_ZADANIE DO WYKONANIA_:
Na podstawie tekstu o tragedii miednickiej odpowiedz krótko na pytania:
1. Która rocznica zbrodni przypada w tym roku?
2. W jakim dniu odbyły się główne uroczystości w Miednikach?
3. Jakie święto wybrała prezydent rok temu i gdzie się ono odbywa?

Na Litwie uczczono pamięć ofiar tragedii miednickiej — jednej z najbardziej krwawych, obok 13 stycznia, wydarzeń okresu odrodzenia niepodległości kraju.
W tym roku przypada 20. rocznica zbrodni dokonanej przez sowieckie oddziały specjalne OMON na funkcjonariuszach służby granicznej niepodległej Litwy. Główne uroczystości obchodów tradycyjnie odbyły się w niedzielę 31 lipca w Miednikach, przy pomniku poległym oraz na cmentarzu Antokolskim, gdzie zostały pochowane ofiary sowieckich komandosów. Do Miednik przyjechała też prezydent Dalia Grybauskaitė. Rok temu prezydent wybrała święto Dni Morza tradycyjnie odbywające się w końcu lipca w Kłajpedzie.

_WIERSZE DANYCH_:
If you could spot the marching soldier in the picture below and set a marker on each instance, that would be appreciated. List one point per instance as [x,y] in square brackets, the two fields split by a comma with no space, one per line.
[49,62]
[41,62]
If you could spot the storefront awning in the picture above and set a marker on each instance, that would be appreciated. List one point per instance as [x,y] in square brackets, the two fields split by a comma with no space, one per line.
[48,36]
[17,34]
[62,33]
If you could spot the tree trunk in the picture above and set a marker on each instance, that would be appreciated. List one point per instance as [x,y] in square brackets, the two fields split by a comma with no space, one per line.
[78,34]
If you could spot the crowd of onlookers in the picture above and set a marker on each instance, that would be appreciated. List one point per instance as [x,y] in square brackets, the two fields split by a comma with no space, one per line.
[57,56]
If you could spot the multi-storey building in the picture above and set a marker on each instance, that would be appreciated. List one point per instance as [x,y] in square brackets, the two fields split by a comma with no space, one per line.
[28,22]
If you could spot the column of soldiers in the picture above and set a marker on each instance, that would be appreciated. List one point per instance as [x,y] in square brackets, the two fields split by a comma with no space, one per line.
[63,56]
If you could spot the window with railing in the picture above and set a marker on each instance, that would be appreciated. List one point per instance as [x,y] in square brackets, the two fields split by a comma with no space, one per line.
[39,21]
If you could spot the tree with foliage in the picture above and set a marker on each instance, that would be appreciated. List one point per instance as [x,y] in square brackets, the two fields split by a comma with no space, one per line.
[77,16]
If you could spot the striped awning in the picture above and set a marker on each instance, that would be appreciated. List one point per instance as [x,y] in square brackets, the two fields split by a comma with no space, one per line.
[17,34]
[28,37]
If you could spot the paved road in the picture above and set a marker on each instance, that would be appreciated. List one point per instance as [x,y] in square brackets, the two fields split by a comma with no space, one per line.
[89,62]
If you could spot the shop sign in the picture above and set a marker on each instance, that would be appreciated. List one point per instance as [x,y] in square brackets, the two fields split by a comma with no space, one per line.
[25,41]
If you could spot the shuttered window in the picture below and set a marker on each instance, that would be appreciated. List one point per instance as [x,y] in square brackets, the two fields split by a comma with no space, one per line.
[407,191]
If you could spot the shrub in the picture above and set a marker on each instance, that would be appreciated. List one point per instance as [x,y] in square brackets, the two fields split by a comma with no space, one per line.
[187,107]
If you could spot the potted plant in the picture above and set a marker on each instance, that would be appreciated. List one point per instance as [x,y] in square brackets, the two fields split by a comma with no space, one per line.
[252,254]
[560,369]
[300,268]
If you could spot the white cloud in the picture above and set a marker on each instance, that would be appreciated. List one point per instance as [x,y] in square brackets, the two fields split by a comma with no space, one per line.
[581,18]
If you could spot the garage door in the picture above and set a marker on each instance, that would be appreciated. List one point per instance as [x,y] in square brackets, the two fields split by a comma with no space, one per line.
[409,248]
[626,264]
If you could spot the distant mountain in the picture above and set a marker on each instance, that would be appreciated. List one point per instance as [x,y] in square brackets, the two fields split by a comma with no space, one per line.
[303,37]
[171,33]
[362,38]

_WYNIK ZADANIA_:
1. Dwudziesta rocznica.
2. W niedzielę 31 lipca.
3. Święto Dni Morza, które odbywa się w Kłajpedzie.